**Qué se solicita:**
Reproduzca textualmente el fragmento del ensayo sobre la violencia en Colombia comprendido entre "El uso sistemático" y "posturas e intereses.", ambos inclusive.

**Fuente:**
La violencia es la expresión de inconformidades en el ordenamiento social, principalmente en las estructuras agrarias, aunque no exclusivamente en ellas, pero si con un predominio de actores provenientes del campo que han recurrido a la violencia, bien para defender el orden de propiedad rural o para cuestionarlo, por supuesto, con todo el andamiaje político, cultural e institucional que supone la defensa de una estructura de propiedad tradicional.

El uso sistemático de la violencia tanto por los insurrectos retadores, o por los defensores del orden establecido o de nuevos actores que han acumulado un poder tanto económico como militar, como los narcotraficantes, por ejemplo, que establecen alianzas con quienes tradicionalmente han detentado el poder, han obstaculizado la construcción de un pacto social y también la creación de unos mecanismos de regulación de los conflictos ampliamente compartidos. Estamos hablando por supuesto de un conflicto que ha mutado y ha transformado su dinámica. Es lo que pretendemos mostrar en este ensayo, en relación a las implicaciones que ha tenido el uso de la violencia en la construcción de la nación Colombiana, como una realidad simbólica, que abarque al conjunto, sin excluir ni atropellar a ningún grupo social, independientemente de sus posturas e intereses.

**Material:**

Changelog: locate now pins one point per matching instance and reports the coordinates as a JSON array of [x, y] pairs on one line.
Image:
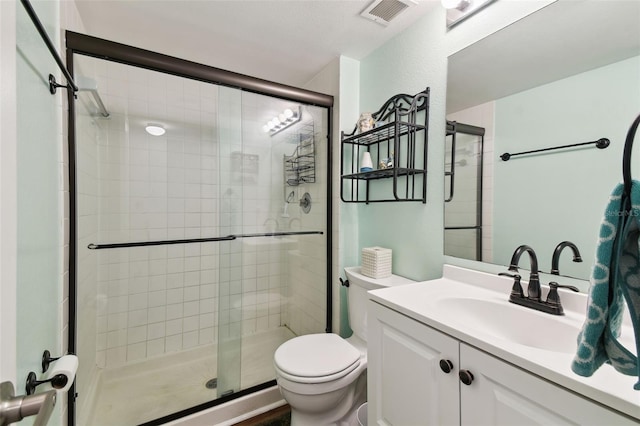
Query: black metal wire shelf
[[396, 149], [383, 133], [385, 173]]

**Solución del ejercicio:**
El uso sistemático de la violencia tanto por los insurrectos retadores, o por los defensores del orden establecido o de nuevos actores que han acumulado un poder tanto económico como militar, como los narcotraficantes, por ejemplo, que establecen alianzas con quienes tradicionalmente han detentado el poder, han obstaculizado la construcción de un pacto social y también la creación de unos mecanismos de regulación de los conflictos ampliamente compartidos. Estamos hablando por supuesto de un conflicto que ha mutado y ha transformado su dinámica. Es lo que pretendemos mostrar en este ensayo, en relación a las implicaciones que ha tenido el uso de la violencia en la construcción de la nación Colombiana, como una realidad simbólica, que abarque al conjunto, sin excluir ni atropellar a ningún grupo social, independientemente de sus posturas e intereses.